*Requirement*
Reproduce, word for word, the passage of the foster carer thread below between "We are always" and "pre-fostering home check.", inclusive.

# Foster carers urgently needed in Devon and Somerset Areas



## lastangel (Feb 4, 2009)

We are always in urgent need of foster carers, we cover all veterinary costs. We ask if foster carers can cover the cost of food, but if it isn't possible, we will cover that too.

We are in particular need of foster carers in the devon and somerset areas. We provide support and advice throughout the entire fostering process. If you think you can help, please email [email protected] for a pre-fostering application. All prospective foster carers will be required to have a pre-fostering home check.

Website: Once Loved Dog Rescue
Email: [email protected]
Thank you 
Cathy


----------



## lastangel (Feb 4, 2009)

Please get in touch if you can help. We are absolutely desperate for foster carers. We will cover all costs for foster carers. You needn't live in Devon or Somerset to foster for us, that's just an ideal. Please can you help?
Thank you.


----------



## SpringerHusky (Nov 6, 2008)

Good luck, wish I could but mum would have a fit, I work and Maya is untrustworthy with new dogs and hates staffs also.

Good luck


----------



## Katie&Cody (Dec 4, 2008)

As above, I would love to but with cody being so young and me working part time i dont think it would work... I will pass the word around tho!!

Keep up the good work!


----------

*Raw data*
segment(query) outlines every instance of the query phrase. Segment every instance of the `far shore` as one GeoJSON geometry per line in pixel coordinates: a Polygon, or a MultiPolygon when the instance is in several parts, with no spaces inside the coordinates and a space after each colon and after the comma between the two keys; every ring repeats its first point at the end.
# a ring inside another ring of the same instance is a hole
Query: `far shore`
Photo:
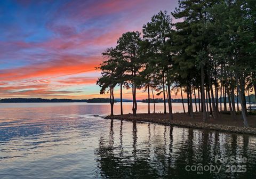
{"type": "Polygon", "coordinates": [[[243,120],[241,119],[240,116],[237,116],[236,120],[232,119],[231,116],[227,114],[221,113],[219,116],[219,119],[210,119],[207,123],[203,122],[201,112],[195,112],[194,119],[192,119],[187,113],[174,113],[173,120],[169,119],[169,114],[159,113],[138,113],[136,117],[133,116],[132,114],[108,116],[106,118],[256,135],[256,116],[248,116],[250,127],[247,128],[243,127],[243,120]]]}

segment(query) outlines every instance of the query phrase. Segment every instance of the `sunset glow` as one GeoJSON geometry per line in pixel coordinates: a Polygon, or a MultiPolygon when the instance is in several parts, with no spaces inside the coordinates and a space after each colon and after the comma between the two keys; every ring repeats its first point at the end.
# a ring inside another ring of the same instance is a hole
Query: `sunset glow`
{"type": "MultiPolygon", "coordinates": [[[[95,67],[127,31],[178,1],[1,1],[0,98],[89,99],[100,95],[95,67]]],[[[119,87],[116,90],[119,90],[119,87]]],[[[146,94],[138,92],[138,99],[146,94]]],[[[118,98],[118,96],[117,96],[118,98]]],[[[131,91],[124,90],[131,99],[131,91]]]]}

*Full answer*
We are always in urgent need of foster carers, we cover all veterinary costs. We ask if foster carers can cover the cost of food, but if it isn't possible, we will cover that too.

We are in particular need of foster carers in the devon and somerset areas. We provide support and advice throughout the entire fostering process. If you think you can help, please email [email protected] for a pre-fostering application. All prospective foster carers will be required to have a pre-fostering home check.